> [Records provided]
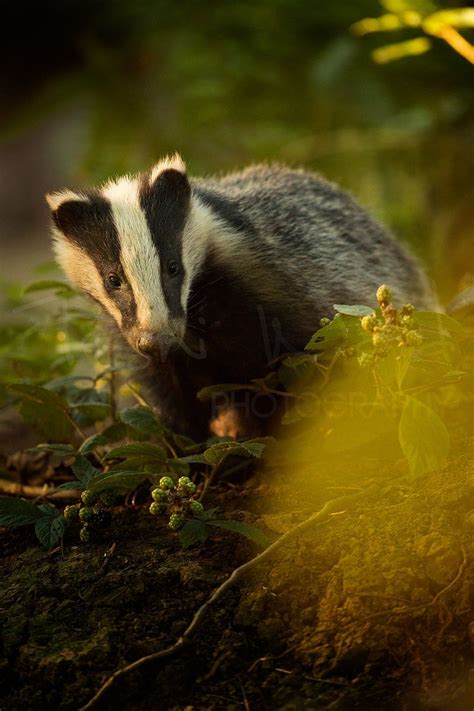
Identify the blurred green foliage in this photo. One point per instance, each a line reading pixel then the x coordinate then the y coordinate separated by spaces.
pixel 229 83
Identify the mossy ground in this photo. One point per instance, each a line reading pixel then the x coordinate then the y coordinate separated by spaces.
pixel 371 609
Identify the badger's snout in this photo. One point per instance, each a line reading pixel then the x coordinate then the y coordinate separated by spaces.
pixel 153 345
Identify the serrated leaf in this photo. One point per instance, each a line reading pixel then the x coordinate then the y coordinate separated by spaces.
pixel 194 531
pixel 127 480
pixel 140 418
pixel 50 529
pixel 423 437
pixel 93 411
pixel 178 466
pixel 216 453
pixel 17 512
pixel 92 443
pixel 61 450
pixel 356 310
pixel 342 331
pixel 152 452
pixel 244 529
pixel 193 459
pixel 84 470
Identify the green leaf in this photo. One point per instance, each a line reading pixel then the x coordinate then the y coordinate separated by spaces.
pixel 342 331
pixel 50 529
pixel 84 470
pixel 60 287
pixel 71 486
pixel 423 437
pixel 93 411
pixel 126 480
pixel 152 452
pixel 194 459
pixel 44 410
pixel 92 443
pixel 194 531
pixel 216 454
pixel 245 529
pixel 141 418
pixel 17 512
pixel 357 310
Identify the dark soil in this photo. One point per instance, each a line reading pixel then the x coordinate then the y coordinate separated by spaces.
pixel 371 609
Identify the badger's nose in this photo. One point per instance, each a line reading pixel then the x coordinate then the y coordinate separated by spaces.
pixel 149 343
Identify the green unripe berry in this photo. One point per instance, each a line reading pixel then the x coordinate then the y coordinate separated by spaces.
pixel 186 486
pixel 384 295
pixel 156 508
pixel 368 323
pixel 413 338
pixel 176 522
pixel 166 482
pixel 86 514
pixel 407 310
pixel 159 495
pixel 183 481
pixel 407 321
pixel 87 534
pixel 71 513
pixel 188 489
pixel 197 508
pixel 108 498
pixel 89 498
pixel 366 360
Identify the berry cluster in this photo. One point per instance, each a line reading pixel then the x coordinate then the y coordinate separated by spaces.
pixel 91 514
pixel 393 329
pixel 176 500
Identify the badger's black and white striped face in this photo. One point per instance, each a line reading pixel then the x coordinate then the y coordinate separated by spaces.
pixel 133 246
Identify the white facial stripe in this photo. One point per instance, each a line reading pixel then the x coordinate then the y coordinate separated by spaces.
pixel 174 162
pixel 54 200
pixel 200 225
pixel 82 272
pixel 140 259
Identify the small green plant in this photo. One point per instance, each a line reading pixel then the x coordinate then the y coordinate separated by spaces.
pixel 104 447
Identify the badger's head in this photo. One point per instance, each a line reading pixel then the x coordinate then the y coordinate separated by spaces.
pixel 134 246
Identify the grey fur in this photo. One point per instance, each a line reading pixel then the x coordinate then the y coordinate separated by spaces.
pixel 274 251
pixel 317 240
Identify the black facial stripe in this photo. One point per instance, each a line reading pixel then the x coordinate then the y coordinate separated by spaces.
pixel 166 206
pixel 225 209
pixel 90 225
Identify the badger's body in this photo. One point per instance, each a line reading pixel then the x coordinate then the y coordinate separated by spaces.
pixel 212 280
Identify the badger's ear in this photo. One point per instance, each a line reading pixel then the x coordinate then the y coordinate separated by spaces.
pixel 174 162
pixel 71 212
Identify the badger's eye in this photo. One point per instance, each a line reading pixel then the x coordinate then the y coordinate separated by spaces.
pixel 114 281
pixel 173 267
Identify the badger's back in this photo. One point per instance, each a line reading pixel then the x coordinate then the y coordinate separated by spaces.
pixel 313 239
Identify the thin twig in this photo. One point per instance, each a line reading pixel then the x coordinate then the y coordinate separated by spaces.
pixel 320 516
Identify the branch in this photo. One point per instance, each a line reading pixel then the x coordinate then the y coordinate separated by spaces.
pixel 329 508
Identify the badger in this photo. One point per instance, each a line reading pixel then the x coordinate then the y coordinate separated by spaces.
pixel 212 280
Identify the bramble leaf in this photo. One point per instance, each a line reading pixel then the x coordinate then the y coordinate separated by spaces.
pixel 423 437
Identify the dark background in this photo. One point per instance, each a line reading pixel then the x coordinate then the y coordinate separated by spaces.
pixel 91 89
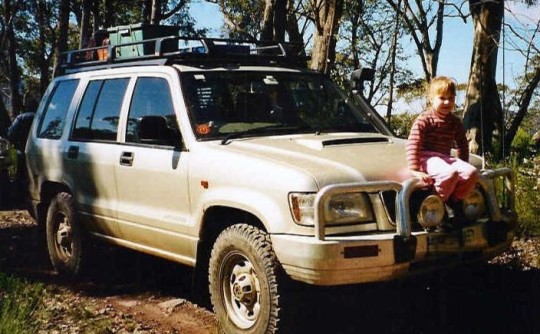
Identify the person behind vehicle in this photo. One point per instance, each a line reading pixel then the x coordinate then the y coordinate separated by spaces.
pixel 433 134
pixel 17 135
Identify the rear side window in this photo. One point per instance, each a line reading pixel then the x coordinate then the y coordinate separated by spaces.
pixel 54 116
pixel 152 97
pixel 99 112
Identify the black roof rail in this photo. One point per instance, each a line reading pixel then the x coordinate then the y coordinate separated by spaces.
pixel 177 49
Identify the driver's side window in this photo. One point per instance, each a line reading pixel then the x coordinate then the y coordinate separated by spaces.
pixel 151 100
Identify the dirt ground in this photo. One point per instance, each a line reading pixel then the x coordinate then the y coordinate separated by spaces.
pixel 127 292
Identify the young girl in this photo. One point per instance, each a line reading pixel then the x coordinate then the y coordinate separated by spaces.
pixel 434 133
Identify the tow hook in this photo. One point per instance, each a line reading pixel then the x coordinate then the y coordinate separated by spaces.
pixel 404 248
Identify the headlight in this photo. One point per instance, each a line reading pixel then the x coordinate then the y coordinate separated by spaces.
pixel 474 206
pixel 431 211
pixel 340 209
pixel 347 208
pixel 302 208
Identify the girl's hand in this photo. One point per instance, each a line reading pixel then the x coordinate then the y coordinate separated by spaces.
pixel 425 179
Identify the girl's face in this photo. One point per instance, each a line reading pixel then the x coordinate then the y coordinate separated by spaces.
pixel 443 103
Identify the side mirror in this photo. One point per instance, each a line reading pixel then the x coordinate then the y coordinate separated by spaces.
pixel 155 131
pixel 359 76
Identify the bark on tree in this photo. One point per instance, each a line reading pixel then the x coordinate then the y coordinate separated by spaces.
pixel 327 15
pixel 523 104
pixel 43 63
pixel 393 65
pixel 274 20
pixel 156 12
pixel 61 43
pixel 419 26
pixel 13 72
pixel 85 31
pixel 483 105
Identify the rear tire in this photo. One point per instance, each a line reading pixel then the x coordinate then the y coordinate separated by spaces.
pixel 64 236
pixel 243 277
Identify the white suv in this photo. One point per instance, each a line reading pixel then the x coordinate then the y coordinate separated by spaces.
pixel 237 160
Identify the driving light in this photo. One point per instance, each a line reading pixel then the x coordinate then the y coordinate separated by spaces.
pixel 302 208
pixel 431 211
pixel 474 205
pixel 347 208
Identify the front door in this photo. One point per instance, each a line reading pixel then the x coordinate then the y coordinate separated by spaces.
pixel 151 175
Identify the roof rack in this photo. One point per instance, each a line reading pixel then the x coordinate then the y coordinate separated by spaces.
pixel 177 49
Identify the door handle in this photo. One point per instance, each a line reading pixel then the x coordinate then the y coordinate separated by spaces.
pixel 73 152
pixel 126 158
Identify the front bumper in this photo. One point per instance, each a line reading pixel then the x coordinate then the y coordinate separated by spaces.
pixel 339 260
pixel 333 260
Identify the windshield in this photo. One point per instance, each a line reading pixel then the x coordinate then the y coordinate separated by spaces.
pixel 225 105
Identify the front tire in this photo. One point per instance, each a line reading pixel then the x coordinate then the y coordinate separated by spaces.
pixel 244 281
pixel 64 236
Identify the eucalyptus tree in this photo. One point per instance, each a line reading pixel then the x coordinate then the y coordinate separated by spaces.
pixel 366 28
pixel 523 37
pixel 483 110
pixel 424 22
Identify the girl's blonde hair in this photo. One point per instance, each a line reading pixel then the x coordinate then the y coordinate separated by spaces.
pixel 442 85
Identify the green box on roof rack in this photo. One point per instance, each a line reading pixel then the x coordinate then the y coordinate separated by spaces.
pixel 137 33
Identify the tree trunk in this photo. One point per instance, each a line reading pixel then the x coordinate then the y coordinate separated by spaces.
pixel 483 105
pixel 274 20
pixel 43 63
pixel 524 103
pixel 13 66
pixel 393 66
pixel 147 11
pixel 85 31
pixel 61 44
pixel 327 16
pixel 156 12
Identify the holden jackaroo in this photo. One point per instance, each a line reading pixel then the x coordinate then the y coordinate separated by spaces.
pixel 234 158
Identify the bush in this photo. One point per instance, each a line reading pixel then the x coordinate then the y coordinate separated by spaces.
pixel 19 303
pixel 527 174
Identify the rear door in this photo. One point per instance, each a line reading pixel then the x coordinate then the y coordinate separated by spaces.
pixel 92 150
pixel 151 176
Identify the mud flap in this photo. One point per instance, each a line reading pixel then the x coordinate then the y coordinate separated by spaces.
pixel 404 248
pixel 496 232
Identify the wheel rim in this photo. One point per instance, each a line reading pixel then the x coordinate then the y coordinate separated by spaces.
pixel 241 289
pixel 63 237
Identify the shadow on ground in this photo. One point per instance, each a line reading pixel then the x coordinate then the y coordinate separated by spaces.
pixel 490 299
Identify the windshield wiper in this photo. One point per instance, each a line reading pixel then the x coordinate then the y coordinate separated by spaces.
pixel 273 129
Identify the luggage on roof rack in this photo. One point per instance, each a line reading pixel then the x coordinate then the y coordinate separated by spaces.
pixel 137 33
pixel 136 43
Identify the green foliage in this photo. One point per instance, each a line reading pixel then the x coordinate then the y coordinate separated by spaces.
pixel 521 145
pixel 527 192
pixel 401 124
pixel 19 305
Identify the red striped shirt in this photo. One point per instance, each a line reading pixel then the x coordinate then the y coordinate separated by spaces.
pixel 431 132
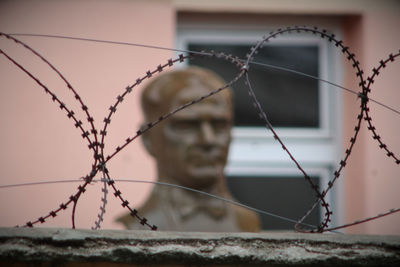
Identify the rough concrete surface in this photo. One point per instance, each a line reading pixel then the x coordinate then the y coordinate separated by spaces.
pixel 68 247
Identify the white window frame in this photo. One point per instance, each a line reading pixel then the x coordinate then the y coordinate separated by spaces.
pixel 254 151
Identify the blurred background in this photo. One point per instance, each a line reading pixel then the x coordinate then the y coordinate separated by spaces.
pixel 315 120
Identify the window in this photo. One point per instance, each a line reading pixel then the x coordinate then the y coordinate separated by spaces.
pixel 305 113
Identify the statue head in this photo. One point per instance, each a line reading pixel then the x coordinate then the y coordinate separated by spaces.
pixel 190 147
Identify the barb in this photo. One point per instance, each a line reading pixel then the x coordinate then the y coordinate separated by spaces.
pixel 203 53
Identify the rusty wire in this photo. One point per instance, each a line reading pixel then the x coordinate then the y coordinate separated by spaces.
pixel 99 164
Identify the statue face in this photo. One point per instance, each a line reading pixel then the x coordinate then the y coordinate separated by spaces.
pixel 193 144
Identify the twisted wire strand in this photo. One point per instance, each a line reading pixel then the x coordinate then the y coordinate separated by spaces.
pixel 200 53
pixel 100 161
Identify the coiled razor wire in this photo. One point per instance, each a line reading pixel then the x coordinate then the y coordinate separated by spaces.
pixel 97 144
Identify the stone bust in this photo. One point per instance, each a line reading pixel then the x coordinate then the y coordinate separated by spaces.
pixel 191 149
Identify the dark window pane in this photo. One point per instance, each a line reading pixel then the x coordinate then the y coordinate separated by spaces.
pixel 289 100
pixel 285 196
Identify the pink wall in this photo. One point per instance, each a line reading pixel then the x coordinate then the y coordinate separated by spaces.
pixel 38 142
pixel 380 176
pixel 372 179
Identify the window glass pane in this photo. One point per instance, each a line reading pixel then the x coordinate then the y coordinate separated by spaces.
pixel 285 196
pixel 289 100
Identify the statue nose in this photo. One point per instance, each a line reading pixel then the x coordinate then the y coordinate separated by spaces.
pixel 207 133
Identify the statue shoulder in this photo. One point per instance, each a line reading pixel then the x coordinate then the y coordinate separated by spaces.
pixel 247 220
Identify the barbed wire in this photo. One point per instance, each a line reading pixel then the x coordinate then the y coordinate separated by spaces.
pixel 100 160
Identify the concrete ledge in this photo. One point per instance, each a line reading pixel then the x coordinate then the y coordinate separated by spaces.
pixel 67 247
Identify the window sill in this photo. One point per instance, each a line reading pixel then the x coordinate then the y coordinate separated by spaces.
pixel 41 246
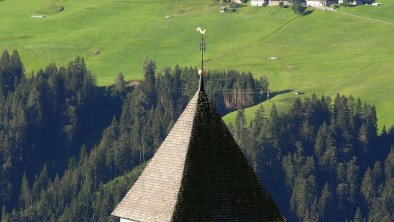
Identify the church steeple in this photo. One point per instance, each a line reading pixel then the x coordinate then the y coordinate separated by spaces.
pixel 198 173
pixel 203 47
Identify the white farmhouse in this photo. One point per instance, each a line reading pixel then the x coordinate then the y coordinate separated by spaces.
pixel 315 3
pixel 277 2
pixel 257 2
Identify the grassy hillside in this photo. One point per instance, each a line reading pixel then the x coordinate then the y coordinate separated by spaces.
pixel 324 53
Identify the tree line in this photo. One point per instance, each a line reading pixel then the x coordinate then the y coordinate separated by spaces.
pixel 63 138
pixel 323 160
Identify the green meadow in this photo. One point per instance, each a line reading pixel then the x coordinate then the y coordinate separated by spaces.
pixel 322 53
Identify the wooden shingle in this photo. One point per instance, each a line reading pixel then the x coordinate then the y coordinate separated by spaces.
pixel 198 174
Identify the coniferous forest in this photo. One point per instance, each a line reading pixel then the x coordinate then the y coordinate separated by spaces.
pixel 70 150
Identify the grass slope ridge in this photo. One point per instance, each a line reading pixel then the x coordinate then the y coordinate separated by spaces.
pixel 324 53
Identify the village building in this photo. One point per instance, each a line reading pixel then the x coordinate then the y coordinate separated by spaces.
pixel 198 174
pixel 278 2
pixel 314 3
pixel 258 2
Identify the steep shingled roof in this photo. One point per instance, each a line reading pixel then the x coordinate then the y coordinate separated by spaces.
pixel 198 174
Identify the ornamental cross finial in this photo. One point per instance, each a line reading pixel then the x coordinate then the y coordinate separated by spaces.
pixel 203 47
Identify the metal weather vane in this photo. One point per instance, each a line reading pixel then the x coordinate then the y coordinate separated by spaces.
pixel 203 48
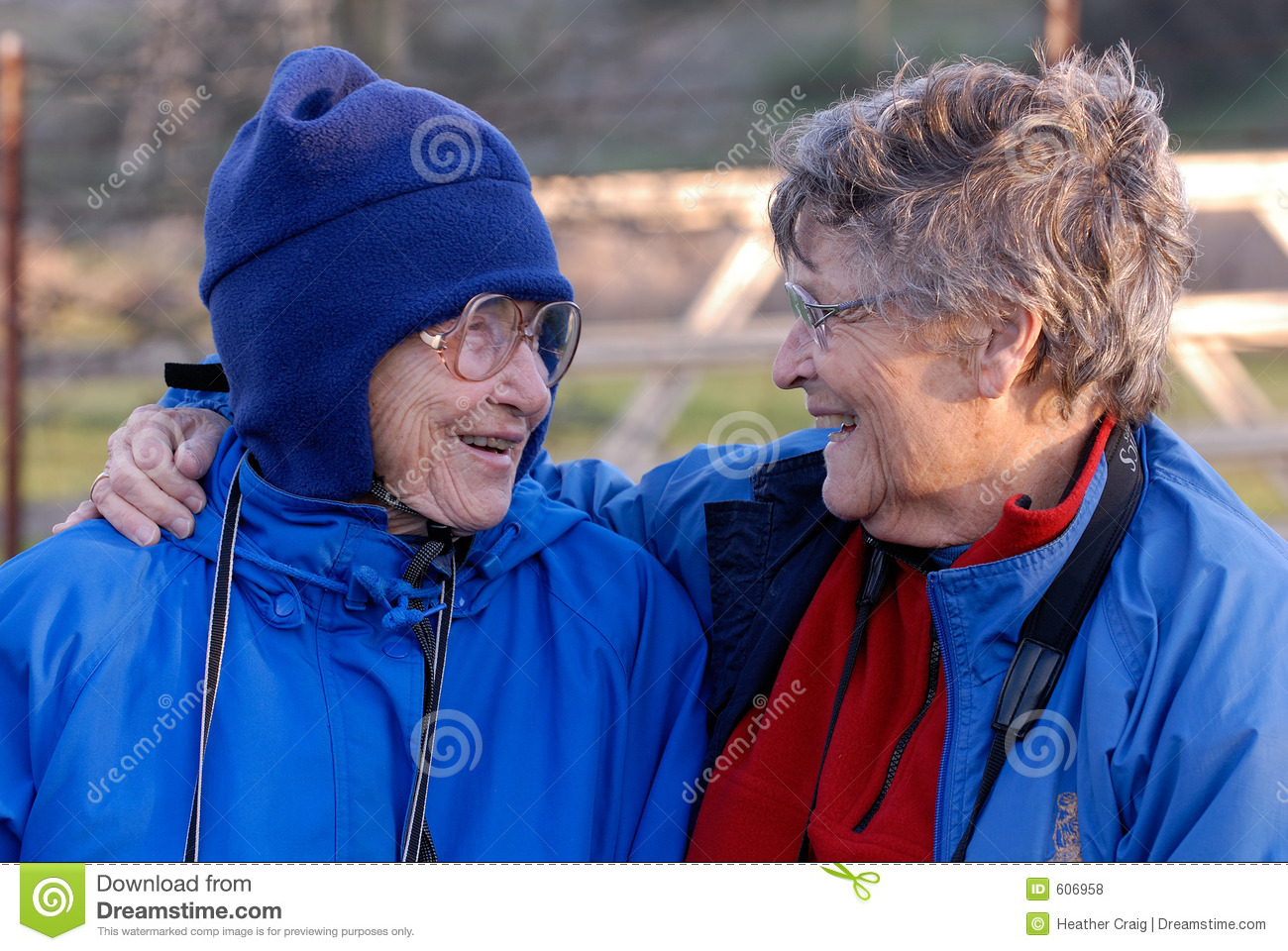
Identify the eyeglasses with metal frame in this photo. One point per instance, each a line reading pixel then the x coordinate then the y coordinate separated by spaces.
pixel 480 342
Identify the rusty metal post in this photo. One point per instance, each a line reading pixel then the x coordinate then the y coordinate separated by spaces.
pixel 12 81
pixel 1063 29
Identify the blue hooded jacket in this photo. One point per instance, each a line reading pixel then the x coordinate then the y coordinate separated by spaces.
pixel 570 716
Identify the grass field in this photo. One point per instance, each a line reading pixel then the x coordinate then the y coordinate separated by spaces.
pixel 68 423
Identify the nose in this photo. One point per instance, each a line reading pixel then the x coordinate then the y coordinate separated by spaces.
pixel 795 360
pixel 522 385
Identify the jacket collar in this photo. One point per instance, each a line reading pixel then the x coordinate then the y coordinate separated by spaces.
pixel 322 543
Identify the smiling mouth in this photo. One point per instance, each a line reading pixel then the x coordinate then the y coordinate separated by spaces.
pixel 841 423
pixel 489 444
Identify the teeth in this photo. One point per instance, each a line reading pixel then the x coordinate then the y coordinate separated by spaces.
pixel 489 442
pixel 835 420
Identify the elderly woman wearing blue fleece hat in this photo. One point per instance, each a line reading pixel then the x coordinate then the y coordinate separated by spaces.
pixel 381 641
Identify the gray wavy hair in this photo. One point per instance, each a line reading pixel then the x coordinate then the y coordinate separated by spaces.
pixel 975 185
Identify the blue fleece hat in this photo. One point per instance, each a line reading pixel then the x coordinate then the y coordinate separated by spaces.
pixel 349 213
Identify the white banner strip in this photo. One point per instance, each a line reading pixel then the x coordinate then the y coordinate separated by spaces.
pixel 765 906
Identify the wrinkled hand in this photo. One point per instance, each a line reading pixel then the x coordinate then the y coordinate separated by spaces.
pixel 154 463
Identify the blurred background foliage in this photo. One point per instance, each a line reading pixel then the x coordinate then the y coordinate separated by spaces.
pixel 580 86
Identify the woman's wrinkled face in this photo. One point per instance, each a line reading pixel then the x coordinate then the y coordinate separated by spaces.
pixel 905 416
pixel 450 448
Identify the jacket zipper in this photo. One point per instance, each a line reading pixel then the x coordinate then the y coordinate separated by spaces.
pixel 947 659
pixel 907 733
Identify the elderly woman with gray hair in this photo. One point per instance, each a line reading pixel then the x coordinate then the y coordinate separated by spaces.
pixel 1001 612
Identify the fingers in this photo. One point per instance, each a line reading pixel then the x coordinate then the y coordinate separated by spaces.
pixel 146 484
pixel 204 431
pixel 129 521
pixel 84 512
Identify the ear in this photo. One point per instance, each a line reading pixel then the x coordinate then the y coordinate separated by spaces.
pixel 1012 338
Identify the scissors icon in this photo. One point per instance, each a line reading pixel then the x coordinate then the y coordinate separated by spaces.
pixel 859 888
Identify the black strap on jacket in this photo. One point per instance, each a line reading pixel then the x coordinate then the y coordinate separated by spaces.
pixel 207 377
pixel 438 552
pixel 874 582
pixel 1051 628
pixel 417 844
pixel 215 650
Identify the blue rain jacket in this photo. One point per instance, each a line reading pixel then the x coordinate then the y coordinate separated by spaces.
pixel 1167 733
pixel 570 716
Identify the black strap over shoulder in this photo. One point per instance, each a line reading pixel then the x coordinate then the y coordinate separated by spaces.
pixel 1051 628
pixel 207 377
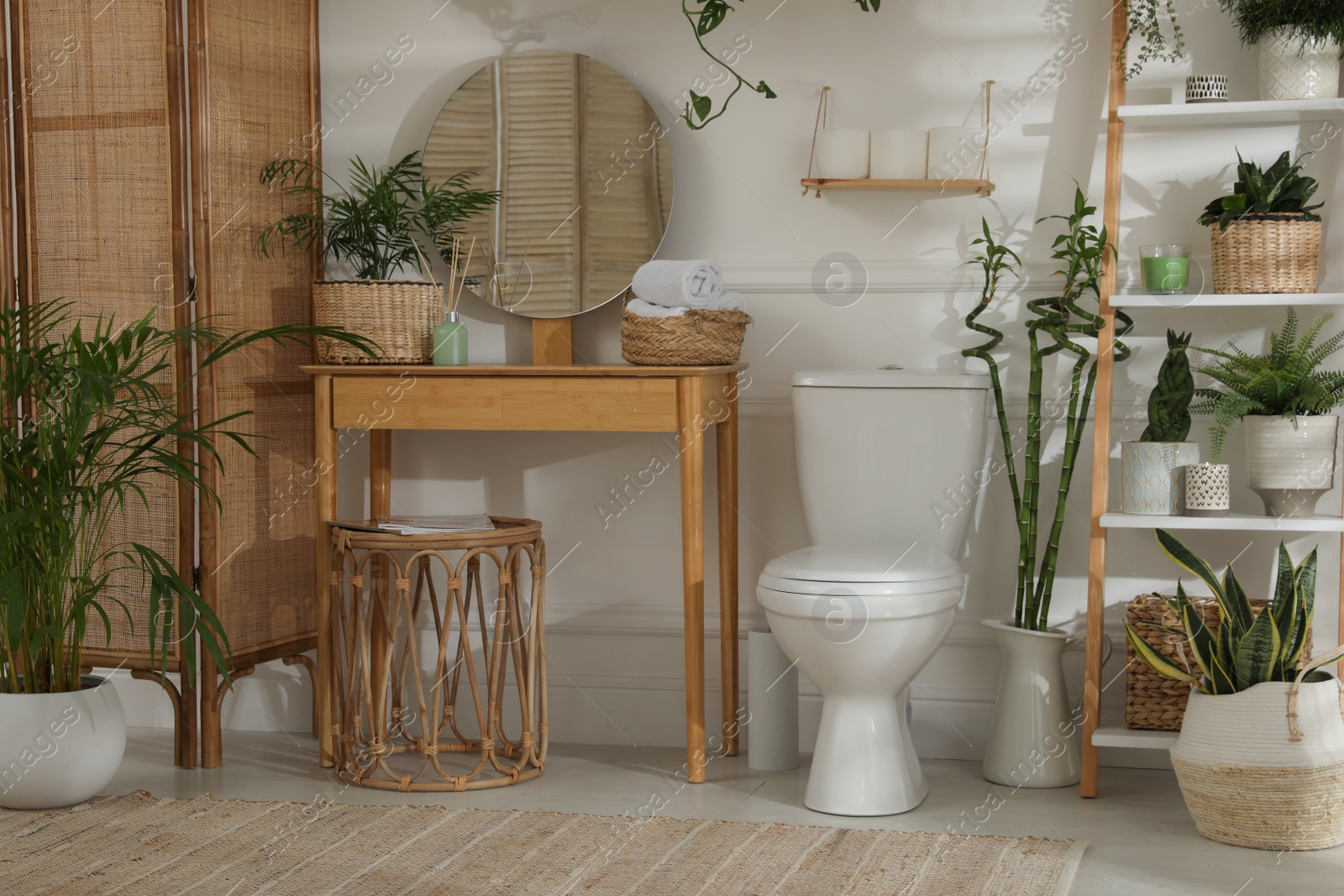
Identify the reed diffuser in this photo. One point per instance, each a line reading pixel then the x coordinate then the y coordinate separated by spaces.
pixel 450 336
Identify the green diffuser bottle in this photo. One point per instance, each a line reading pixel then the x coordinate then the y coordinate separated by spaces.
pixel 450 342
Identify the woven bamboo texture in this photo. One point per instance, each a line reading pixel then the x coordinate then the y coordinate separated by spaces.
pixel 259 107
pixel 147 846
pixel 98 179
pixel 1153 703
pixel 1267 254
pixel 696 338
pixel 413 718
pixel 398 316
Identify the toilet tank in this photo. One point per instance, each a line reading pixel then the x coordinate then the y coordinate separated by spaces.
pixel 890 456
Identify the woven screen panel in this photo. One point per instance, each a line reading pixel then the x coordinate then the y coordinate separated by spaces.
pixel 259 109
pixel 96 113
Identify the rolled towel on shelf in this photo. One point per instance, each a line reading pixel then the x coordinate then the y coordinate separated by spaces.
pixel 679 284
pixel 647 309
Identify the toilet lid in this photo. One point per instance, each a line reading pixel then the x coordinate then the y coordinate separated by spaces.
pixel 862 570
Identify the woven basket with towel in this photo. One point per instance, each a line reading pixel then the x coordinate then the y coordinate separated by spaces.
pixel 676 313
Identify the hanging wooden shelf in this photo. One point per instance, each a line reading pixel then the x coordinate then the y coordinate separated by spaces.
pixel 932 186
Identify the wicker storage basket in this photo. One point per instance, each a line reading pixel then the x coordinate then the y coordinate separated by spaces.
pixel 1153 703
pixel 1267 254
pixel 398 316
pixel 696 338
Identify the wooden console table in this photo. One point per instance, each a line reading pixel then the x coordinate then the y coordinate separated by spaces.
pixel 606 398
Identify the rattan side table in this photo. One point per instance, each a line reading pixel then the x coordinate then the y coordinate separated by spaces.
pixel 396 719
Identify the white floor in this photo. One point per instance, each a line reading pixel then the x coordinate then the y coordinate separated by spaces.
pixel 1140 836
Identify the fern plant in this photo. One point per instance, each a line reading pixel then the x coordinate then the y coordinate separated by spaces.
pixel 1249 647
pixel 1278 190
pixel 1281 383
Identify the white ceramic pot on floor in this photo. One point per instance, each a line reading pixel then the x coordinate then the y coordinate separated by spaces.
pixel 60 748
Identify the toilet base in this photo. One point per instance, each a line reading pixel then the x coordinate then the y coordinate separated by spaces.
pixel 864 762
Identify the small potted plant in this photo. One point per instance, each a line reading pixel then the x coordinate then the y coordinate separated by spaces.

> [Instruction]
Take the part of the data that opens with the line containing "Identify the badger's head" and closes with the line containing "pixel 320 516". Write those lines out again with "badger's" changed to "animal's" and everything else left as it is.

> [Task answer]
Identify the animal's head in this photo. One point per instance, each a line reading pixel then the x coordinate then the y coordinate separated by spaces.
pixel 134 246
Identify the grey fur in this photo. One point per instance, each a line reading pixel then the x coordinate then the y coordinate separated by spaces.
pixel 274 251
pixel 317 240
Identify the black facial stripe in this photo. One point per instance, each a line reading pixel then the x coordinate then the y coordinate separated by spaces.
pixel 166 206
pixel 225 209
pixel 90 225
Identify the animal's body in this photo. One point per instance, each a line reading pixel then the x coordinate then the y coordinate separated by spaces.
pixel 212 280
Identify the animal's ear in this photo. One point per instance, each a line reading pixel then the x coordinate then the y coordinate separated by spaces.
pixel 174 162
pixel 71 212
Identify the animal's eye in this photo. One point per instance, each a line reading pixel then the x coordinate then the y coordinate separated by spaces.
pixel 114 281
pixel 173 267
Identify the animal's back in this photo. One point per instance, each a line reading pixel then the x coordinate then the y coordinate separated by spaces.
pixel 313 239
Identify the thin twig in this photo. One point per instance, each a line reading pixel then the x coordinate then the y coordinate separated by spaces.
pixel 320 516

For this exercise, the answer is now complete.